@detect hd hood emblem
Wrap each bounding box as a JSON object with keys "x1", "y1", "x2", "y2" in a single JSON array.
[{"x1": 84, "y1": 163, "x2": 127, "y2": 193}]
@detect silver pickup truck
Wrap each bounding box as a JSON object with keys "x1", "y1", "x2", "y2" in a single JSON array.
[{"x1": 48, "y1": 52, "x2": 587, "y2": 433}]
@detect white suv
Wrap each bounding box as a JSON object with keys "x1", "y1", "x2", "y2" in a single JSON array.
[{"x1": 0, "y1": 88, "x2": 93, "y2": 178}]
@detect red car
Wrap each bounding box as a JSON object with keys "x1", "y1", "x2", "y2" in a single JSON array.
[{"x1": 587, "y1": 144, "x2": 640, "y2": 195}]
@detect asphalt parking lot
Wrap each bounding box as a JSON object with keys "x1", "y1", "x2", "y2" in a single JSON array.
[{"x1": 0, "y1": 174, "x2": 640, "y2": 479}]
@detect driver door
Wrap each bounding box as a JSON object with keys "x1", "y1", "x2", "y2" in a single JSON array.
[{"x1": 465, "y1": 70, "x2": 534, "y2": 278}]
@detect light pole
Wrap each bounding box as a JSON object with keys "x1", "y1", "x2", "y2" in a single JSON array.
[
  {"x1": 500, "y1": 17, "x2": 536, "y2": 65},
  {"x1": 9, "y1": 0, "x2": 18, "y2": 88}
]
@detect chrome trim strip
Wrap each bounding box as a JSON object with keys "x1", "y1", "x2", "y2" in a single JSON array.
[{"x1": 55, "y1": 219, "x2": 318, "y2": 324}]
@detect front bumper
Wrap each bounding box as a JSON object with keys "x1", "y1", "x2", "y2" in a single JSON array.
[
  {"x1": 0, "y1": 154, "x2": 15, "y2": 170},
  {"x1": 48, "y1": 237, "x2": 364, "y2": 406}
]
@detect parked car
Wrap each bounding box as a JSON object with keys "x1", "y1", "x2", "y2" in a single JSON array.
------------------------------------
REQUIREMENT | Each record above must be given again exactly.

RESULT OF THIS EXERCISE |
@detect hd hood emblem
Wrap each bounding box as a JSON object with keys "x1", "y1", "x2", "y2" in a single JSON array.
[{"x1": 84, "y1": 163, "x2": 127, "y2": 193}]
@detect silver pickup truck
Wrap each bounding box as a JSON object with keys "x1", "y1", "x2", "y2" in a single JSON array.
[{"x1": 48, "y1": 52, "x2": 587, "y2": 433}]
@detect white suv
Wrap each bounding box as a JSON object with keys "x1", "y1", "x2", "y2" in a single JSON array.
[{"x1": 0, "y1": 88, "x2": 93, "y2": 178}]
@detect red car
Wrap each bounding box as a JSON object with keys "x1", "y1", "x2", "y2" in a single JSON array.
[{"x1": 587, "y1": 144, "x2": 640, "y2": 195}]
@detect asphalt parking lot
Wrap each bounding box as a JSON object with keys "x1", "y1", "x2", "y2" in a single JSON array.
[{"x1": 0, "y1": 174, "x2": 640, "y2": 479}]
@detect driver door
Wrap each bounding box as a JSON object with keys "x1", "y1", "x2", "y2" in a single JSON array.
[{"x1": 465, "y1": 70, "x2": 534, "y2": 278}]
@detect light pole
Wrap each bounding box as a JSON object with keys "x1", "y1", "x2", "y2" in a single JSON array.
[
  {"x1": 500, "y1": 17, "x2": 536, "y2": 65},
  {"x1": 9, "y1": 0, "x2": 18, "y2": 88}
]
@detect chrome trim strip
Wrap each bounding box as a JSON object with keys "x1", "y1", "x2", "y2" in a single JSON array.
[{"x1": 55, "y1": 219, "x2": 318, "y2": 324}]
@detect front bumper
Wrap each bounding box as a JSON object with keys "x1", "y1", "x2", "y2" in a single JSON array.
[
  {"x1": 0, "y1": 154, "x2": 15, "y2": 170},
  {"x1": 48, "y1": 237, "x2": 364, "y2": 406}
]
@detect parked car
Wrap each bounding box as a JSON object with keys "x1", "y1", "x2", "y2" in a single JSON array.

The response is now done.